> Kurze Aufgabe 1:
Schreibe aus dem Textauszug den Abschnitt von "Auch wenn die" bis "großen Trends herauskristallisiert." wortgetreu ab.
> Kurze Aufgabe 2:
Beantworte anhand des Textauszugs:
(a) In welchem Monat und Jahr legte Forrester seine Studie zu UMTS vor?
(b) Welches Gerät hat Nokia vorgestellt?
(c) Welches Internet-Portal nennt der Textauszug als Beispiel für Palms erweitertes Service-Angebot?
> Kurze Aufgabe 3:
Stimmen die folgenden Aussagen mit dem Textauszug überein? Antworte jeweils mit Ja oder Nein und zitiere die entscheidenden Worte.
(a) Die Handhelds der Palm V-Serie lassen sich per Steckmodul zum Mobiltelefon erweitern.
(b) Die Hersteller von Mobile Devices teilen die Einschätzung von Forrester zu UMTS.
(c) Carsten Schmidt erwartet den Durchbruch von GPRS bis Ende 2002.

> Textauszug:

========================

Carsten Schmidt, Hauptautor der Studie, kommt denn auch zu dem Schluss: "GPRS wird bis Ende 2001 den Durchbruch bringen." Darin spiegelt sich die Hoffnung wider, dass ein Umdenken einsetzt, das vom eindimensionalen, weil transaktionsorientierten Mobile Commerce hin zum mehrdimensionalen Mobile Business führt, das alle Maßnahmen auch vor und nach der Transaktion berücksichtigt. Die Frage, ob UMTS oder nicht, spielt folglich keine Rolle, mal ganz abgesehen davon, dass die Prognosen zu diesem neuen Standard immer düsterer werden, wie etwa Forrester im Dezember 2000 in der Studie "Europe''s UMTS Meltdown" dargelegt hat.

Auch wenn die Hersteller von Mobile Devices im Gegensatz zu den Forrester-Ergebnissen an den Erfolg von UMTS in naher Zukunft glauben, zeigen die jüngsten Ankündigungen etwa von Ericsson, Palm und Nokia, dass bei der Entwicklung neuer Geräte immer mehr das Problem des gerätespezifischen Angebots und der geräteübergreifenden Kommunikation berücksichtigt wird. Eine Entwicklung, die sich in zwei großen Trends herauskristallisiert.

Zum einen setzen die Hersteller verstärkt auf konvergierende Geräte. So streben die drei Großen im Markt - Ericsson, Nokia und Palm - wohl eine Verschmelzung von Handy und PDA an. Während Ericsson und Nokia mit dem "R380s" beziehungsweise dem "Communicator 9210" Handys mit größeren Displays und PDA-Funktionalität vorgestellt haben, lassen sich die Handhelds der Palm V-Serie mittels Steckmodul zum Mobiltelefon erweitern.

Zum anderen gehen die Hersteller verstärkt Kooperationen ein, um für ihre Devices attraktive Dienste zu offerieren. Ericsson und Nokia setzen dabei auf Kooperationen beim Aufbau der Netzinfrastrukturen der nächsten Generation und propagieren auf ihren Websites die eigenen WAP-Dienste sowie die Angebote der Partner auf Betreiberseite. Palm dagegen erweitert das Service-Angebot für die eigenen Geräte kontinuierlich durch Partnerschaften und Akquisitionen. Ein Beispiel hierfür ist etwa das Internet-Portal My Palm.

========================

Gespeicherte Dateneinträge
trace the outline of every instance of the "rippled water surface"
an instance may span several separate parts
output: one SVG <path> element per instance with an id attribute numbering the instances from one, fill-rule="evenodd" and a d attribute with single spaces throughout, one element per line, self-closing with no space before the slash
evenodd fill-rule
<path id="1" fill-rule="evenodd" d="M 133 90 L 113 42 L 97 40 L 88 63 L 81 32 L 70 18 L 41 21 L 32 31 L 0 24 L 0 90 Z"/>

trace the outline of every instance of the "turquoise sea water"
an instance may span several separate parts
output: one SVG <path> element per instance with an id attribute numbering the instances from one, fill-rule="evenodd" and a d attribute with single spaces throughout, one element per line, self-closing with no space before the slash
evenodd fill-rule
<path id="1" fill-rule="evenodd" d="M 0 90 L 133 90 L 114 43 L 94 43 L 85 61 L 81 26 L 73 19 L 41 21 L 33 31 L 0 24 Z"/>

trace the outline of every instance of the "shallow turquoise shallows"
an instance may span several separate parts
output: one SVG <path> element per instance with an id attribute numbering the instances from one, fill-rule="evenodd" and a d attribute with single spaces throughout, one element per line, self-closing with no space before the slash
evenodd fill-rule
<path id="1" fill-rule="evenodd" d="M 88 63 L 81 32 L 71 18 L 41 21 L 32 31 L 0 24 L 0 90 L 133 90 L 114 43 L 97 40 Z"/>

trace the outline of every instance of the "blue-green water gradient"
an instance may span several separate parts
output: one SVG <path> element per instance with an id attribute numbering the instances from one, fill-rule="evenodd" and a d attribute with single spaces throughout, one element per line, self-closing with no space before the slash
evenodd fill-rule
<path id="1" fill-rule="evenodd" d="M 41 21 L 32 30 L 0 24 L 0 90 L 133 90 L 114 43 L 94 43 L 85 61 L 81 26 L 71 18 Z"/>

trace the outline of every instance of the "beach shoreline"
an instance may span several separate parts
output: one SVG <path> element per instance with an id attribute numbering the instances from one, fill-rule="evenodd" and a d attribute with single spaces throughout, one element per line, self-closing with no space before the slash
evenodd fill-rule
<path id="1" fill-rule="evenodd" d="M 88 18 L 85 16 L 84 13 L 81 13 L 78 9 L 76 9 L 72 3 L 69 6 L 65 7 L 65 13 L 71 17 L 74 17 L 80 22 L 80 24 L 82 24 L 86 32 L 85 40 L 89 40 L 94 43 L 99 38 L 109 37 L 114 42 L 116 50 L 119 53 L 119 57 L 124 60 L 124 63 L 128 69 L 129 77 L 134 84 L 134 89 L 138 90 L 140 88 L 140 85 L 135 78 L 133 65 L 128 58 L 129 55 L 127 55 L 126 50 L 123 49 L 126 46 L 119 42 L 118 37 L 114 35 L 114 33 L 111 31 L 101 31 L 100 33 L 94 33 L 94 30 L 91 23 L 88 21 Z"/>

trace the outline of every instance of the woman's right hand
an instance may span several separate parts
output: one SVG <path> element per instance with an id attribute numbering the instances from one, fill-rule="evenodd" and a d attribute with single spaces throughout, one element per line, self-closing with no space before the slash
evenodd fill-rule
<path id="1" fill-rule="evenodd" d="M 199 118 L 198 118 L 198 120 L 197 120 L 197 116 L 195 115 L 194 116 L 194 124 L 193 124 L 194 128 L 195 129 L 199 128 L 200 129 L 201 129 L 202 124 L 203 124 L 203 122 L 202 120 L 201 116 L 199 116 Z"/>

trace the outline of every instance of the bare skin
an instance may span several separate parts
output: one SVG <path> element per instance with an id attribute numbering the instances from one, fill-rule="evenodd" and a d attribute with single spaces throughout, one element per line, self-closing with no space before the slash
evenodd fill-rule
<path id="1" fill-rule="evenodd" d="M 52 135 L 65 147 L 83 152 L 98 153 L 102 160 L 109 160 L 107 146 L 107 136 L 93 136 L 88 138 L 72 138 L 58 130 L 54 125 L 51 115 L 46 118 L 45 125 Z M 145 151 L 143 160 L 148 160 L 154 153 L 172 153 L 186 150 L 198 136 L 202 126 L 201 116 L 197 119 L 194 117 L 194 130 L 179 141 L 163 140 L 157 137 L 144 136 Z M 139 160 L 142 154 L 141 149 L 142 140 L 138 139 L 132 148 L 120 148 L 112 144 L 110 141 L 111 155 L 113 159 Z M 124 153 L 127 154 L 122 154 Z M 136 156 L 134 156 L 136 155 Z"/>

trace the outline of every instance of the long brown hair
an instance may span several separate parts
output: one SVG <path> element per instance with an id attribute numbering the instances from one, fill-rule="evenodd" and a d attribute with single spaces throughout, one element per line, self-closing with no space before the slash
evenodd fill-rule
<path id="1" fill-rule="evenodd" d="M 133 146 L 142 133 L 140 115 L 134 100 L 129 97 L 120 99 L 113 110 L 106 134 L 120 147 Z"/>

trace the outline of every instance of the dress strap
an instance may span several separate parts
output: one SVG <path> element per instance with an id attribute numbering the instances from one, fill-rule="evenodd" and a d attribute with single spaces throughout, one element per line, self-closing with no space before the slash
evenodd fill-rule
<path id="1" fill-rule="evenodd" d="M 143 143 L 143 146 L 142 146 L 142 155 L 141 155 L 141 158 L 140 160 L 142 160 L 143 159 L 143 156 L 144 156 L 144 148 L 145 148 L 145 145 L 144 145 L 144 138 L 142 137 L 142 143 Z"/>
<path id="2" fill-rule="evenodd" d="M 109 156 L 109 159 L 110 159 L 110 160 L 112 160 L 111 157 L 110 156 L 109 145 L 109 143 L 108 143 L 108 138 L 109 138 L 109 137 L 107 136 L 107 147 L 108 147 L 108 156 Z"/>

========================

> Schriftliche Antwort 1:
Auch wenn die Hersteller von Mobile Devices im Gegensatz zu den Forrester-Ergebnissen an den Erfolg von UMTS in naher Zukunft glauben, zeigen die jüngsten Ankündigungen etwa von Ericsson, Palm und Nokia, dass bei der Entwicklung neuer Geräte immer mehr das Problem des gerätespezifischen Angebots und der geräteübergreifenden Kommunikation berücksichtigt wird. Eine Entwicklung, die sich in zwei großen Trends herauskristallisiert.

> Schriftliche Antwort 2:
(a) Im Dezember 2000.
(b) Den "Communicator 9210".
(c) My Palm.

> Schriftliche Antwort 3:
(a) Ja: "lassen sich die Handhelds der Palm V-Serie mittels Steckmodul zum Mobiltelefon erweitern"
(b) Nein: "Auch wenn die Hersteller von Mobile Devices im Gegensatz zu den Forrester-Ergebnissen an den Erfolg von UMTS in naher Zukunft glauben"
(c) Nein: "GPRS wird bis Ende 2001 den Durchbruch bringen."